抜粋文:

────

2021/04/14 最新追記2021/10/05

 QAnonという2021年1月6日に米連邦議会襲撃事件を引き起こした米国発の陰謀論ムーブメントは、調べていると様々な米軍関係者を見かけることが多々ある。

 米民主党議員が影の政府(DS=ディープステート)を作って子どもを食べてる、という不気味だがどこか子どもじみたお伽話を信じている人々と米国の軍人とは全く接点を見出せないが、そもそも2017年10月に4chanで初めての投稿をした時から、Qは「Qクリアランスの愛国者」と名乗っていた。Qクリアランスとは核兵器の情報も扱えるほどの米国高官だけが得られる認証だ。

 QAnonはその始まりから米国軍部との関係を強調してきた。

QAnonと米軍関係者

 QAnonを調べていて最初にぶち当たる米軍関係者はマイケル・フリン元米軍中将かもしれない。フリン氏は現役時代、米軍諜報機関部門でイラン・イラク、アフガニスタンなどの中東地域を担当し、最終的には米国国防諜報局DIAの長官にまで上り詰める。QAnonでは、伝説的な存在としてかなり初期から英雄視されていた。2019年に発足した日本の最大のQAnon組織QAJFはQArmyJapanFlynn、つまり「フリンのQ兵士日本支部」の意味だ。

────

ポイント注釈セットのエントリ
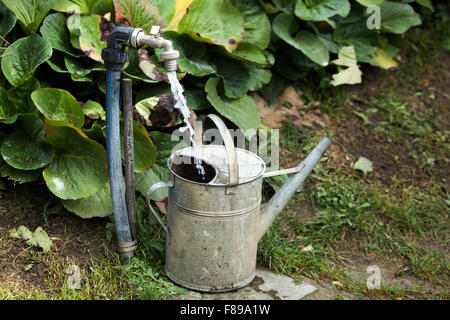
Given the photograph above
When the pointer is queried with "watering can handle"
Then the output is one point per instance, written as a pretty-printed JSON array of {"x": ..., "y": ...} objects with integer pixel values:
[
  {"x": 152, "y": 189},
  {"x": 229, "y": 146}
]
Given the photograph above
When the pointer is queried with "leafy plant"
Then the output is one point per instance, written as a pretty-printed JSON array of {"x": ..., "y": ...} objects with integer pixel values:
[{"x": 52, "y": 78}]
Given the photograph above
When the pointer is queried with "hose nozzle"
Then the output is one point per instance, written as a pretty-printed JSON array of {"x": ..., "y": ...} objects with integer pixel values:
[{"x": 154, "y": 40}]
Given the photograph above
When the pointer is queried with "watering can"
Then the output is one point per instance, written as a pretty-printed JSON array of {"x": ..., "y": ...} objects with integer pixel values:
[{"x": 214, "y": 226}]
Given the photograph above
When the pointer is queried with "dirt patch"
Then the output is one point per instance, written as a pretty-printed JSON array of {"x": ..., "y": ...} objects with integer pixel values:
[
  {"x": 75, "y": 240},
  {"x": 289, "y": 107}
]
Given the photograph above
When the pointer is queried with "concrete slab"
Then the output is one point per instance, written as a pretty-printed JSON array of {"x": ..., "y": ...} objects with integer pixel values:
[{"x": 267, "y": 285}]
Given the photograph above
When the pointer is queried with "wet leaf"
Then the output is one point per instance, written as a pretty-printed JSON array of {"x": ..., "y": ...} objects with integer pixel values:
[
  {"x": 97, "y": 205},
  {"x": 18, "y": 65},
  {"x": 398, "y": 17},
  {"x": 90, "y": 37},
  {"x": 137, "y": 13},
  {"x": 58, "y": 104},
  {"x": 214, "y": 21},
  {"x": 320, "y": 10},
  {"x": 364, "y": 165},
  {"x": 79, "y": 168},
  {"x": 54, "y": 29}
]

────

取り組む作業:
A: 抜粋文のうち「QAnonを調べていて最初に」から「のQ兵士日本支部」の意味だ。」までの部分すべてを、一字も変えずに書き出してください。
B: 抜粋文にある「QAnonはその始まりから米国軍部との関係を強調してきた。」という一文を英語に訳してください。

解答一覧:
A:
QAnonを調べていて最初にぶち当たる米軍関係者はマイケル・フリン元米軍中将かもしれない。フリン氏は現役時代、米軍諜報機関部門でイラン・イラク、アフガニスタンなどの中東地域を担当し、最終的には米国国防諜報局DIAの長官にまで上り詰める。QAnonでは、伝説的な存在としてかなり初期から英雄視されていた。2019年に発足した日本の最大のQAnon組織QAJFはQArmyJapanFlynn、つまり「フリンのQ兵士日本支部」の意味だ。

B: From its very beginning, QAnon has emphasized its ties to the U.S. military.